> DIRECTIVE: Write the next part of the article below on magnets for the energy transition, starting after its last sentence.

> SOURCE EXCERPT:
>> Begin

Optimized magnets for the energy transition
European Innovation Council supports a research project led by Technical University Darmstadt with 3 million euros
Magnets are key materials for the energy transition. However, they often consist of critical raw materials. Scientists led by TU Darmstadt are now researching alternative magnetic materials as part of the “CoCoMag“ project. The European Innovation Council (EIC) is funding the project with three million euros.
The European Union is 100% dependent on foreign suppliers in 14 out of 27 critical raw materials, which are a prerequisite for a successful transformation to a carbon neutral society. At the same time, the energy, conversion and usage systems are radically changing to face the challenges of global warming and humanity's ever-increasing need for energy. The old world, dominated by oil and coal, must be replaced by a new and cleaner one, fueled by increasingly cheap electricity from sun, wind and water. By the end of the decade, solar power will be more affordable than power derived from conventional fossil fuels. However, having enough low-cost renewable energy is only the starting point. A real transition towards a sustainable economy is only possible with the electrification of our infrastructures, which is highly dependent on innovative magnetic materials. The European Innovation Council is now supporting a European wide research project on advanced magnetic materials coordinated by the Technical University Darmstadt with three million euros for three years.
Better magnets independent of rare-earth elements and cobalt
“The aim of the project is to synthesize, produce and test new alloys suitable for permanent magnets and magneto-caloric applications without using rare-earth elements and cobalt. This step is crucial to accelerate the electrification of our infrastructures”, explains Oliver Gutfleisch, professor for Functional Materials at the Technical University Darmstadt and coordinator of the new project. The researcher team consisting of eight partners from six European countries, proposes a novel concept for magnetic materials, by applying compositionally complex alloys (CCAs). This concept is derived from the high-entropy alloys (HEAs) design strategy, which is a new alloying strategy that combines multiple principal elements in relatively high (often equiatomic) concentrations. “The CCA concept does not have a strict limitation on the near equal ratio of the different elements, but provides a higher design freedom and enables developing sustainable magnets with excellent mechanical properties, corrosion resistance and shapeability”, says Dr. Liuliu Han, project leader at the Max-Planck-Institut für Eisenforschung, which is project partner, too.

>> End

Records excerpted from a collection:

>> Begin

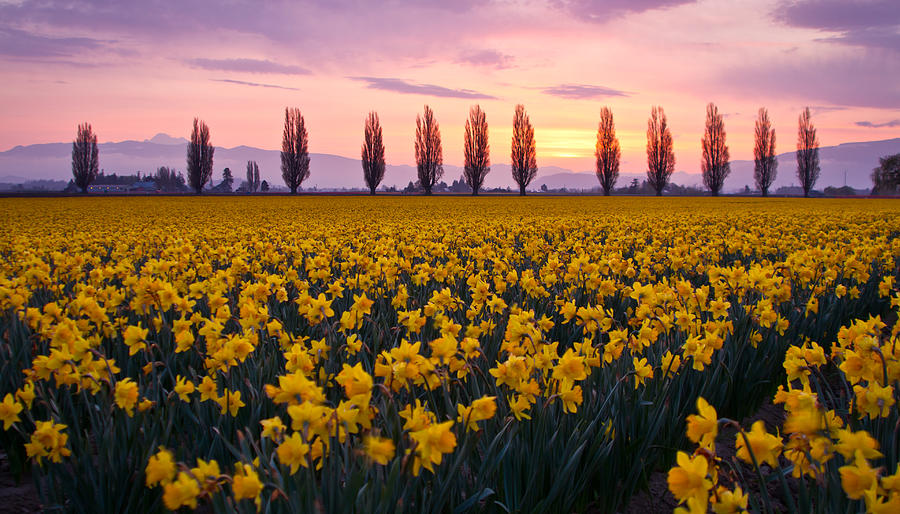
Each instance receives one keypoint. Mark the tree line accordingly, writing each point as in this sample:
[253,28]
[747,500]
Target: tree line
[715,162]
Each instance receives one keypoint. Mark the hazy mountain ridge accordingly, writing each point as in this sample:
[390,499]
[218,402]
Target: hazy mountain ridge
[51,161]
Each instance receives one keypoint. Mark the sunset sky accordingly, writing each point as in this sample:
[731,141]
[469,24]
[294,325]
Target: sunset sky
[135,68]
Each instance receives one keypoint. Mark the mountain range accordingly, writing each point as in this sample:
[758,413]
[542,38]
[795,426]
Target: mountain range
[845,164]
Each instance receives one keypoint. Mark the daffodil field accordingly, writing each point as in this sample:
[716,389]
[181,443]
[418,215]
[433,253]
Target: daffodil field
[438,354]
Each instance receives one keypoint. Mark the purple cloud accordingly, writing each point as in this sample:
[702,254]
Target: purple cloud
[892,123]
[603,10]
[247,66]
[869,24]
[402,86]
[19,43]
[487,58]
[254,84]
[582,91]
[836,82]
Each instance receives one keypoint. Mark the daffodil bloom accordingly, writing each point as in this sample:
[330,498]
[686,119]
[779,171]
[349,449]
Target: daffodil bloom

>> End
>> Begin

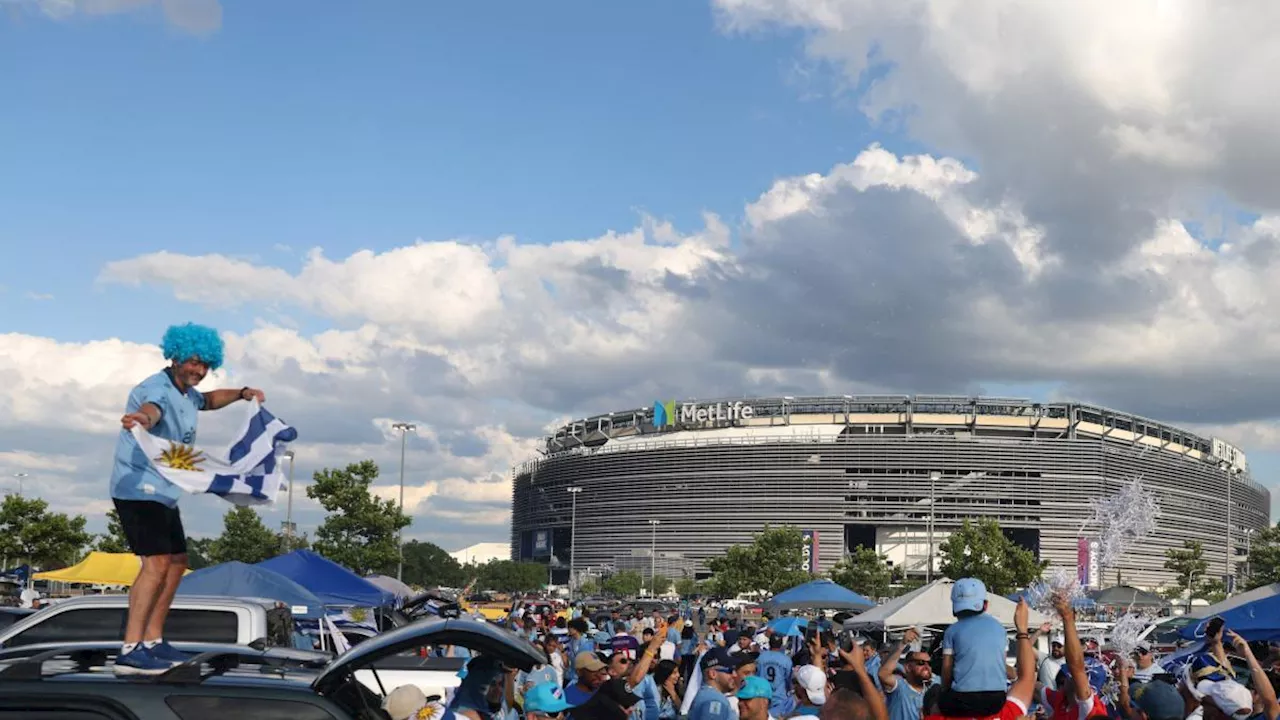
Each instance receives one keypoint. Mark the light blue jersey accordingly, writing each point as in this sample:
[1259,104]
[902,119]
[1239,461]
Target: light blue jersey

>> End

> EXERCISE RESULT:
Compositionally complex alloys pave the way for further electrification
The CoCoMag (Multi-property Compositionally Complex Magnets for Advanced Energy Applications) project is supported by the EU's “Pathfinder Open” funding line, which aims to identify radically new technologies that have the potential to create entirely new markets. To this end, visionary and high-risk projects are funded at an early stage of development. The project includes the Technical University of Darmstadt (Germany), University of Seville (Spain), Max-Planck-Institut für Eisenforschung (Germany), Danube University Krems (Austria), Chalmers University of Technologies (Sweden) and companies from Germany, Italy and Greece. The newly granted project paves the way for a disruptive change in the e-mobility and cooling sectors, which currently rely on rare-earth elements and cobalt – highly limited elements. New innovative magnets derived from compositionally complex alloys will be less costly, lower the negative ecological footprint and maximize targeted properties.
Authors: Oliver Gutfleisch, Semih Ener (both TU Darmstadt), Yasmin Ahmed Salem (MPIE)